Uber accuses Levandowski of fraud, refuses to pay $179M Google judgment:
Uber says it shouldn't be on the hook for a massive $179 million judgment owed to Google by Uber's former star engineer, Anthony Levandowski. Uber made that argument in a legal filing last week to a federal bankruptcy court in California. Uber's brief portrays the situation differently than Levandowski, who told the court last month that Uber was legally obligated to pay the award.
Levandowski joined Uber in 2016 after almost a decade at Google, where he had been a leading self-driving engineer. Uber bought Levandowski's months-old self-driving startup Otto for hundreds of millions of dollars, intending to make Levandowski and his team the core of Uber's fledgling self-driving car project.

☆ ☆ ☆ ☆ ☆

◆ Goal A:
Answer these questions using the Uber–Levandowski article:
(i) How much money does the judgment owed to Google amount to?
(ii) In what year did Levandowski join Uber?
(iii) What was the name of the self-driving startup that Uber bought from Levandowski?
◆ Goal B: Echo the portion of the Uber–Levandowski article starting at "Uber accuses Levandowski" and ending at "self-driving car project.".
◆ Goal C: Proceed with the Uber–Levandowski article, picking up after its last sentence.

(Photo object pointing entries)
☆ ☆ ☆ ☆ ☆

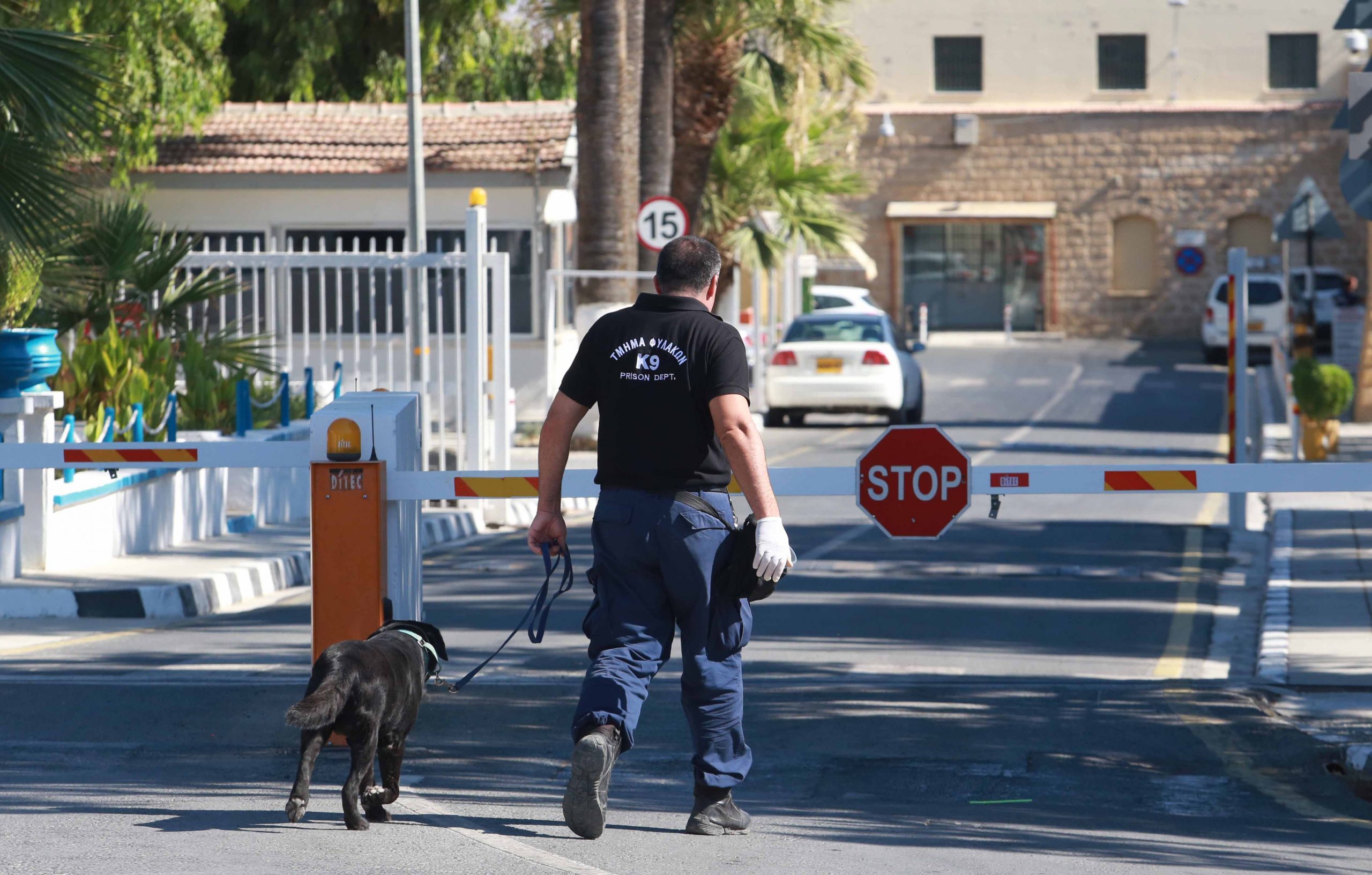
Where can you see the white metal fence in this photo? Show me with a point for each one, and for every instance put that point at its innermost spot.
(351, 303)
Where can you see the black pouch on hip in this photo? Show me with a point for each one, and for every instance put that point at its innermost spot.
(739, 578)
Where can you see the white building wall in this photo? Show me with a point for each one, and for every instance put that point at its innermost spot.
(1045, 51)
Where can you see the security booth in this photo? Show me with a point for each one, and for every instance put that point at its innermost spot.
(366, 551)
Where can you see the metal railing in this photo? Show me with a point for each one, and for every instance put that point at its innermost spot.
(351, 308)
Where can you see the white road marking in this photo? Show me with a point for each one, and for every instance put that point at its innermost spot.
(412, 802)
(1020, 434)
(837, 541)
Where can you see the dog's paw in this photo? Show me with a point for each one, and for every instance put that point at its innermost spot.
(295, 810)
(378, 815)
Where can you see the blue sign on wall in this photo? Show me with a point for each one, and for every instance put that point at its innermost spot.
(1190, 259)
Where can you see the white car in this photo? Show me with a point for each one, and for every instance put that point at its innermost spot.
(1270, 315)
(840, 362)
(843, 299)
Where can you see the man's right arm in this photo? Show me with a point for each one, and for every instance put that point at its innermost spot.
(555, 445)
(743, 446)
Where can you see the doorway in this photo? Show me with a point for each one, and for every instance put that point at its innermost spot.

☆ ☆ ☆ ☆ ☆

◆ Output A:
(i) $179 million
(ii) 2016
(iii) Otto

◆ Output B:
Uber accuses Levandowski of fraud, refuses to pay $179M Google judgment:
Uber says it shouldn't be on the hook for a massive $179 million judgment owed to Google by Uber's former star engineer, Anthony Levandowski. Uber made that argument in a legal filing last week to a federal bankruptcy court in California. Uber's brief portrays the situation differently than Levandowski, who told the court last month that Uber was legally obligated to pay the award.
Levandowski joined Uber in 2016 after almost a decade at Google, where he had been a leading self-driving engineer. Uber bought Levandowski's months-old self-driving startup Otto for hundreds of millions of dollars, intending to make Levandowski and his team the core of Uber's fledgling self-driving car project.

◆ Output C:
But things went sour fast. Google sued Uber, alleging that Levandowski had downloaded thousands of confidential documents before his departure and had taken them to his new job. Fearing criminal prosecution for trade secret theft—fears that proved justified—Levandowski invoked the Fifth Amendment and refused to testify during the civil trial between Google and Uber.
Uber fired Levandowski and settled with Google. But Google continued to pursue Levandowski in arbitration, winning a $179 million award. Levandowski argues that Uber has an obligation to pay the judgment on his behalf under an indemnification deal Levandowski negotiated as part of the 2016 acquisition of his company.
But in its latest legal filing, Uber argues that it doesn't owe Levandowski anything because Levandowski used fraud to induce Uber to sign the indemnification agreement.
Previously:
(Score: 2) by DannyB on Wednesday April 22 2020, @03:15PM
Both. No contradiction they can detect.
Build Android. Make it open source. Then suck all the money making parts of it from the OS into "Android Services" (later Play Services) app, which is not open source. Tie it all to the Play store which is not open source.
Dear Mr. ${samsung | htc | hauwei | etc}, as a condition of getting the coveted Play Store for your phone, you must jump through these specific hoops would we would never enforce upon an open source OS.
But Android is open source!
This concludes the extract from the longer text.